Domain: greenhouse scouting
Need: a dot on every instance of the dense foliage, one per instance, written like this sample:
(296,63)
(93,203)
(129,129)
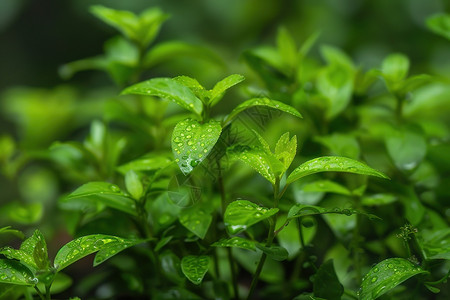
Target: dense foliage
(306,178)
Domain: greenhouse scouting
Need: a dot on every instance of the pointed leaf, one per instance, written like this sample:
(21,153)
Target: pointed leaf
(332,164)
(13,272)
(236,241)
(261,102)
(195,267)
(219,89)
(197,220)
(83,246)
(94,194)
(386,275)
(192,142)
(440,24)
(168,89)
(241,214)
(326,282)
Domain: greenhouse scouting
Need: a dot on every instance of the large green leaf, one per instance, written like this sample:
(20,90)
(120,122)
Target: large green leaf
(236,241)
(440,24)
(195,267)
(192,142)
(261,102)
(167,88)
(241,214)
(196,219)
(13,272)
(96,195)
(386,275)
(326,282)
(332,164)
(107,245)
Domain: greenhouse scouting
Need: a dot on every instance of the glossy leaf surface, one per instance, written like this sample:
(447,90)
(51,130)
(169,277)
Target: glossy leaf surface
(241,214)
(195,267)
(386,275)
(193,141)
(332,164)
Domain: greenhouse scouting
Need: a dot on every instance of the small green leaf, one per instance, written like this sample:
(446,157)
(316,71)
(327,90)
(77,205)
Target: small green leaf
(386,275)
(196,219)
(332,164)
(219,89)
(241,214)
(195,267)
(236,241)
(75,250)
(326,282)
(13,272)
(94,195)
(192,142)
(440,24)
(134,184)
(326,186)
(261,102)
(168,89)
(274,251)
(285,150)
(395,67)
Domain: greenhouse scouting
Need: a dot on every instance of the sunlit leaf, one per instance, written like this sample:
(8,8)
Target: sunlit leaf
(332,164)
(235,241)
(241,214)
(386,275)
(195,267)
(94,194)
(168,89)
(193,141)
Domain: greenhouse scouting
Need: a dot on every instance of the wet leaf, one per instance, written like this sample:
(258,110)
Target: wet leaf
(332,164)
(75,250)
(13,272)
(241,214)
(195,267)
(236,242)
(261,102)
(326,282)
(196,219)
(168,89)
(96,195)
(386,275)
(192,142)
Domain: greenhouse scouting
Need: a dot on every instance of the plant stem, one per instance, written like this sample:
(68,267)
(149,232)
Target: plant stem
(271,235)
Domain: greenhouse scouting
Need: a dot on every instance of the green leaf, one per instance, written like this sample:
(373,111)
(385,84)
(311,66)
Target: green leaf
(274,251)
(261,102)
(236,241)
(107,245)
(285,150)
(395,67)
(326,283)
(134,184)
(241,214)
(219,89)
(407,147)
(193,141)
(386,275)
(195,267)
(440,24)
(32,252)
(326,186)
(332,164)
(96,195)
(168,89)
(196,219)
(13,272)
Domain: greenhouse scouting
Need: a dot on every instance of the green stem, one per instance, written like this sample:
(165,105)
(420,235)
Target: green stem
(271,235)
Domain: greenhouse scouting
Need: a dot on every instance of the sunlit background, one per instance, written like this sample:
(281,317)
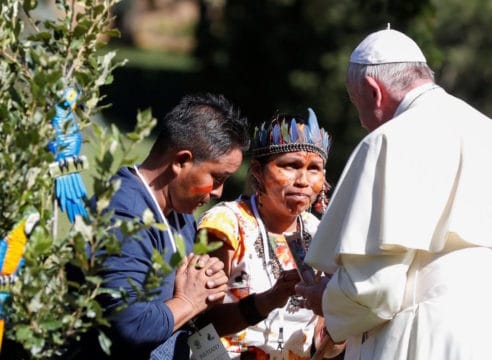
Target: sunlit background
(285,55)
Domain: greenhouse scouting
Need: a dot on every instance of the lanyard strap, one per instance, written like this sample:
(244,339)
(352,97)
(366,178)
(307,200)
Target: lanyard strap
(159,210)
(263,234)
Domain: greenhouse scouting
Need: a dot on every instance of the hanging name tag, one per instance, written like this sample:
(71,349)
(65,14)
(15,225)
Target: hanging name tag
(206,345)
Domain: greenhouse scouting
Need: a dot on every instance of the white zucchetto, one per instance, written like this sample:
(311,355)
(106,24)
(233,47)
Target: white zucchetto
(387,46)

————————

▸ **The problem**: Quote the records in full and exactly; skip any image.

▸ **Output below**:
Domain: greenhouse scouting
Need: a dot on every instance of the dense foliage, one per instance, written like this sample:
(296,63)
(93,203)
(129,129)
Target: dense foliage
(306,178)
Domain: greenhouse scouting
Need: a dot on every instance of the pointed leaf, one per instance, written like this sample:
(21,153)
Target: pointed leaf
(332,164)
(13,272)
(236,241)
(261,102)
(195,267)
(219,89)
(197,220)
(83,246)
(94,194)
(386,275)
(192,142)
(440,24)
(168,89)
(241,214)
(326,282)
Domain: greenhouse scouting
Need: a dot on every instance of the large green leaf, one per instance, written like this sample:
(20,90)
(120,122)
Target: large green leaf
(236,241)
(440,24)
(195,267)
(192,142)
(261,102)
(167,88)
(241,214)
(196,219)
(13,272)
(96,195)
(386,275)
(326,282)
(332,164)
(107,245)
Domain: greenhouse scouting
Need: a dot on every instance of the glossy leaf surface, one per instance, written like this sample:
(447,90)
(51,130)
(169,277)
Target: glossy leaf surface
(241,214)
(195,267)
(386,275)
(193,141)
(332,164)
Domain: greenhouse scouting
Need: a dot on every instance of the small green leaf, one per instance, written like this sample:
(446,157)
(316,71)
(327,90)
(77,205)
Target: small green leaf
(386,275)
(196,219)
(332,164)
(219,89)
(241,214)
(195,267)
(236,241)
(75,250)
(326,282)
(13,272)
(94,195)
(192,142)
(440,24)
(134,184)
(326,186)
(261,102)
(168,89)
(274,251)
(285,150)
(395,67)
Domain: greenhouse scouting
Need: a dot on every instance of the sunlit leaf, one per instance, written like this sample:
(8,8)
Target: sunlit leaf
(332,164)
(235,241)
(241,214)
(386,275)
(195,267)
(94,194)
(168,89)
(193,141)
Domain: greenhouse scouting
Need: a dot on every instance of the wet leaf, one per instance, written like this sample:
(258,110)
Target: wet leaf
(332,164)
(75,250)
(13,272)
(241,214)
(195,267)
(236,242)
(261,102)
(326,282)
(196,219)
(168,89)
(96,195)
(386,275)
(192,142)
Domain: greenhouse scouting
Need: a dot on every instance of the plant stem, one per instance, written like this sample:
(68,267)
(149,232)
Target: plant stem
(271,235)
Domain: greenhouse scouting
Need: a dot on every instance of the green leaf, one per instance, written like this sample:
(373,111)
(385,84)
(311,66)
Target: green leaf
(274,251)
(261,102)
(236,241)
(107,245)
(285,150)
(395,67)
(326,283)
(134,184)
(241,214)
(219,89)
(407,147)
(193,141)
(386,275)
(195,267)
(440,24)
(32,252)
(326,186)
(332,164)
(96,195)
(168,89)
(196,219)
(13,272)
Domain: greenhouse scouting
Need: a dot on every instance of the green stem, one per instance, written like this sample:
(165,105)
(420,235)
Target: green stem
(271,235)
Domain: greenhouse scouting
Need: a dot on every instance of the sunlit background, one per instance, written like this sample:
(281,317)
Target: sunlit background
(285,55)
Domain: greenhouse scouting
Need: a dot on every instance of the lanyard strap, one per instance, written like this sample:
(244,339)
(352,97)
(366,178)
(307,200)
Target: lanyard strap
(159,210)
(263,234)
Domain: greenhouse scouting
Need: a dot on every instance of the hanging name tag, one per instance, written like this sample:
(71,349)
(65,14)
(15,225)
Target: hanging name tag
(206,345)
Domain: greenhouse scouting
Need: a dot on every instance of the white zucchetto, one per instance, written like this sample:
(311,355)
(106,24)
(233,47)
Target: white zucchetto
(387,46)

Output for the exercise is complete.